**Required action**
Set down all of the lines below exactly as they are given.

[Dataset entries]
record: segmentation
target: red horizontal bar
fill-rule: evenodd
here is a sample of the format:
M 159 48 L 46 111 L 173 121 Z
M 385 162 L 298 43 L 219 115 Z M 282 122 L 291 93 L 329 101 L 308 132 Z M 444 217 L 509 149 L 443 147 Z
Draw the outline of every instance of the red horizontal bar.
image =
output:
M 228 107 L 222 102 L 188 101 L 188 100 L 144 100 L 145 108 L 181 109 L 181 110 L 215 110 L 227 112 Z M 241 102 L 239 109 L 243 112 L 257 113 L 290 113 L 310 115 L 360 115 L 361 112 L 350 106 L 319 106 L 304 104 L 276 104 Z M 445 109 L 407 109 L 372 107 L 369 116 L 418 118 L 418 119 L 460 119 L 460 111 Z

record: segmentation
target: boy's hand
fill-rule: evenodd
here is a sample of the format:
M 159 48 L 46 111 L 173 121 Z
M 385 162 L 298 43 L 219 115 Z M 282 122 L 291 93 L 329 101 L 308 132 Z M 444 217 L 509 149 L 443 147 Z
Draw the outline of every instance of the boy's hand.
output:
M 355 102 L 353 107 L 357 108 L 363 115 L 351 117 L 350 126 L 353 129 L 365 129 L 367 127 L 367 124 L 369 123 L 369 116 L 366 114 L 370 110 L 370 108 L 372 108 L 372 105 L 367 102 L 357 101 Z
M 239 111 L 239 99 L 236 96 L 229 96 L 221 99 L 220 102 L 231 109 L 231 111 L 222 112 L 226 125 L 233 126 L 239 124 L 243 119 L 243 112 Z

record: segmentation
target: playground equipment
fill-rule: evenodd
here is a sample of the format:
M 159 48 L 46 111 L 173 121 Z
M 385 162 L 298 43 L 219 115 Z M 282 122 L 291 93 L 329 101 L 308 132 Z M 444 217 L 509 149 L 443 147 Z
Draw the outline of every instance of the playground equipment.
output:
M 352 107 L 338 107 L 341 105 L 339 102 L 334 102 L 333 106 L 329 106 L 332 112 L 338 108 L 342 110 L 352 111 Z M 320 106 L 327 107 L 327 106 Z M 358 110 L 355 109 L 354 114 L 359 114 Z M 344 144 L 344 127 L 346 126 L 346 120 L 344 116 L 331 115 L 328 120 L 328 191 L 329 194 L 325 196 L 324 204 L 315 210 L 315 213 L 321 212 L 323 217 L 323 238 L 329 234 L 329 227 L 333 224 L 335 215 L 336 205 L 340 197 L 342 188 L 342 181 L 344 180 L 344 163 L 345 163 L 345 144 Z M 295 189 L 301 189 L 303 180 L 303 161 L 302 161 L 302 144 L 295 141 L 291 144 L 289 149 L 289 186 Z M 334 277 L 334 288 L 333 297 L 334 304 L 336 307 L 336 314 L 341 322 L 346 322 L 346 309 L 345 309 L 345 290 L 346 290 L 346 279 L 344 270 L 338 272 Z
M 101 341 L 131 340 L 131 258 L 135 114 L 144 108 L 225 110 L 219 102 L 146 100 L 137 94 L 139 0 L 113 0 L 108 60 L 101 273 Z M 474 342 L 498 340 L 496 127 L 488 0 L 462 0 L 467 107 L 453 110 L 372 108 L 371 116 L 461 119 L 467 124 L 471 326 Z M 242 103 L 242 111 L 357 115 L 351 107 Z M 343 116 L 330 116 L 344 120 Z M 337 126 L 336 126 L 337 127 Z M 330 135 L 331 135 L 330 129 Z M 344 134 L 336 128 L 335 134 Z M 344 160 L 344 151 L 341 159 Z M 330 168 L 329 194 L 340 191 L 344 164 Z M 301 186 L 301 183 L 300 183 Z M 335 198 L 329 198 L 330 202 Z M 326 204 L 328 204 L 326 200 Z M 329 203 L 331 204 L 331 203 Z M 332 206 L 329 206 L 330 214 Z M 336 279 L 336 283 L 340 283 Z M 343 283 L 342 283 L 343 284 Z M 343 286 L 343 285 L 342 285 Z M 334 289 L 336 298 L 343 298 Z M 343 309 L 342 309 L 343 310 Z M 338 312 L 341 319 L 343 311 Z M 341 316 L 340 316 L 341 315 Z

**Result of the exercise**
record: segmentation
target: red horizontal bar
fill-rule: evenodd
here is a sample of the format:
M 159 48 L 46 111 L 173 121 Z
M 385 162 L 298 43 L 219 115 Z M 282 122 L 291 93 L 329 101 L 308 132 Z M 444 217 L 509 149 L 443 147 Z
Draw the outline of every instance of the red horizontal bar.
image =
output:
M 228 107 L 222 102 L 188 101 L 188 100 L 144 100 L 145 108 L 181 109 L 181 110 L 215 110 L 227 112 Z M 241 102 L 239 109 L 243 112 L 257 113 L 290 113 L 310 115 L 360 115 L 361 112 L 350 106 L 319 106 L 304 104 L 276 104 Z M 445 109 L 407 109 L 372 107 L 369 116 L 418 118 L 418 119 L 460 119 L 460 111 Z

record: segmentation
target: boy's hand
fill-rule: evenodd
here is a sample of the format:
M 159 48 L 46 111 L 173 121 Z
M 385 162 L 298 43 L 219 115 Z M 282 122 L 291 93 L 329 101 L 308 132 Z M 444 217 L 509 149 L 443 147 Z
Draw the outline of every instance of the boy's hand.
output:
M 355 102 L 353 107 L 357 108 L 363 115 L 351 117 L 350 126 L 353 129 L 365 129 L 367 127 L 367 124 L 369 123 L 369 116 L 366 114 L 370 110 L 370 108 L 372 108 L 372 105 L 367 102 L 357 101 Z
M 239 111 L 239 99 L 236 96 L 229 96 L 221 99 L 220 102 L 231 109 L 231 111 L 222 112 L 226 125 L 233 126 L 239 124 L 243 119 L 243 112 Z

record: segmentation
target: playground equipment
fill-rule: evenodd
here is a sample of the format:
M 159 48 L 46 111 L 173 121 Z
M 385 162 L 298 43 L 219 115 Z M 282 122 L 291 93 L 329 101 L 308 132 Z M 444 217 L 509 149 L 443 147 Z
Draw the outline of every instance of the playground equipment.
output:
M 352 107 L 338 107 L 341 105 L 339 102 L 334 102 L 333 106 L 329 106 L 332 112 L 338 108 L 342 110 L 352 111 Z M 320 106 L 327 107 L 327 106 Z M 358 110 L 355 109 L 354 114 L 359 114 Z M 344 144 L 344 127 L 346 126 L 346 120 L 344 116 L 331 115 L 328 120 L 328 191 L 329 194 L 325 196 L 324 204 L 315 210 L 315 213 L 321 212 L 323 217 L 323 238 L 329 234 L 329 227 L 333 224 L 335 215 L 336 205 L 340 197 L 342 188 L 342 181 L 344 180 L 344 163 L 345 163 L 345 144 Z M 295 189 L 301 189 L 303 180 L 303 161 L 302 161 L 302 144 L 295 141 L 291 144 L 289 149 L 289 186 Z M 334 277 L 334 288 L 333 297 L 334 304 L 336 307 L 336 314 L 341 322 L 346 322 L 346 309 L 345 309 L 345 290 L 346 290 L 346 279 L 344 270 L 338 272 Z
M 101 341 L 131 340 L 131 258 L 135 114 L 144 108 L 225 110 L 219 102 L 146 100 L 137 94 L 139 0 L 113 0 L 108 60 L 101 273 Z M 474 342 L 498 340 L 496 127 L 488 0 L 462 0 L 467 107 L 453 110 L 372 108 L 371 116 L 461 119 L 467 124 L 471 326 Z M 242 103 L 242 111 L 357 115 L 351 107 Z M 343 116 L 330 116 L 344 120 Z M 337 126 L 336 126 L 337 127 Z M 330 135 L 331 135 L 330 129 Z M 344 134 L 336 128 L 335 134 Z M 344 160 L 344 151 L 341 159 Z M 330 168 L 329 194 L 340 191 L 344 164 Z M 301 186 L 301 183 L 300 183 Z M 335 198 L 329 198 L 330 202 Z M 326 204 L 328 204 L 326 200 Z M 329 203 L 331 204 L 331 203 Z M 332 206 L 329 206 L 330 214 Z M 336 279 L 336 283 L 340 283 Z M 343 283 L 342 283 L 343 284 Z M 343 286 L 343 285 L 342 285 Z M 334 289 L 336 298 L 343 298 Z M 343 309 L 342 309 L 343 310 Z M 338 312 L 341 319 L 343 311 Z M 341 316 L 340 316 L 341 315 Z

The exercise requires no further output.